Please change each "shelf audit" to "field survey" throughout the items below, keeping everything else the same. Leave the pictures out of your answer.

── EXCERPTED DATA

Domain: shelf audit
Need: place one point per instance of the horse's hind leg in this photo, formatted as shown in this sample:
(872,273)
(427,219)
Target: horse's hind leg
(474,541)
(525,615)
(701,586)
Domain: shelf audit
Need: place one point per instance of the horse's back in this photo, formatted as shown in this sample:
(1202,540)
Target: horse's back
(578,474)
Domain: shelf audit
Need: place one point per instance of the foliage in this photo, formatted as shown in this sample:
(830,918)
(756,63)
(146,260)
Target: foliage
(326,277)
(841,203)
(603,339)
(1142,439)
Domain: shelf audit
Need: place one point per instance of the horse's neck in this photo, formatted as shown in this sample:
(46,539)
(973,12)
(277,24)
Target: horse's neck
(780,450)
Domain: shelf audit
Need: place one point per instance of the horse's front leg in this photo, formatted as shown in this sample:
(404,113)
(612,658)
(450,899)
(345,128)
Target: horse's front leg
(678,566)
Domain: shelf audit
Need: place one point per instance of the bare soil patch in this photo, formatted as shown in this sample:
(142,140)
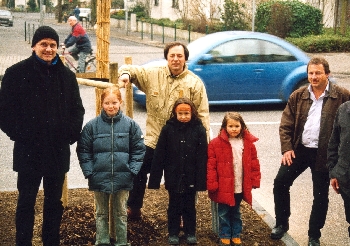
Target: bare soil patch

────

◆ **THE OUTPUT**:
Domain: field survey
Need: place one point per instance of the horse's hind leg in this photo, formatted as shown in this sample:
(872,273)
(427,219)
Target: horse's hind leg
(474,541)
(525,615)
(701,586)
Domain: field survey
Need: place one point per instance of the horse's back in this photo, formatted as shown in this sample:
(1202,540)
Target: horse's back
(578,474)
Domain: field survey
Need: place one point per instance of the foliage in this photo, formatted as shown in this sample:
(830,918)
(756,63)
(146,260)
Target: foliage
(326,277)
(841,203)
(603,339)
(1142,439)
Domain: field survey
Need: place one point per instance of the horse's neck in this photo, formatted as shown in this sample:
(46,539)
(973,12)
(277,24)
Target: horse's neck
(780,450)
Domain: field survey
Need: place one point per instance of the horse's front leg in this photo, formatted as shown in this sample:
(404,113)
(612,658)
(450,899)
(345,128)
Target: horse's front leg
(678,566)
Domain: field survey
Need: place one point per instance of the bare soil patch in this photo, formatted as shown in this sample:
(142,140)
Target: bare soil patch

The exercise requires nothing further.